[Document section]
== Segment start ==
After initial medical training he had the long slog of posts as a casualty officer and resident pathologist, further professional exams, and then joined the RAF for National Service as a doctor, rising to Squadron Leader. He eventually decided to specialise in the rapidly developing field of radiotherapy, spurred on by the surfeit of young surgeons leaving the armed forces at the end of the war. Tom began radiotherapy training under Prof Sir Brian Windeyer and Sir Stanford Cade. At this time he was heavily involved in the early use of the first Cobalt machine in the country at Mount Vernon. Oncologists from across the UK would visit the Saturday morning clinics he helped run, to see the results and treatment reactions of this new, and at the time, very exciting therapy. 

In August 1957 he obtained his first consultant post in the Coventry and Warwickshire Hospital in Coventry on a salary of £2,200 per annum. The family then moved from Ruislip to Kenilworth with a fourth child arriving a year later, making it four boys.
== Segment end ==
[Recorded data]
== Segment start ==
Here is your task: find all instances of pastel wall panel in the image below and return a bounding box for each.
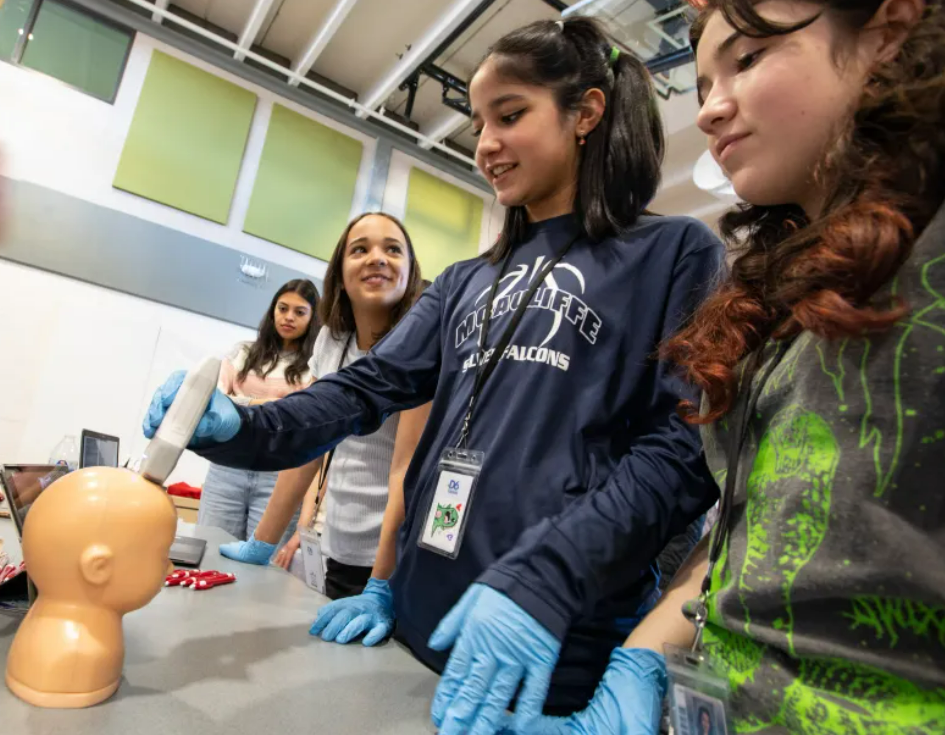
== Segment end ==
From the text on Tom's medical career, copy word for word the part that opens with the words "In August 1957" and closes with "it four boys.".

In August 1957 he obtained his first consultant post in the Coventry and Warwickshire Hospital in Coventry on a salary of £2,200 per annum. The family then moved from Ruislip to Kenilworth with a fourth child arriving a year later, making it four boys.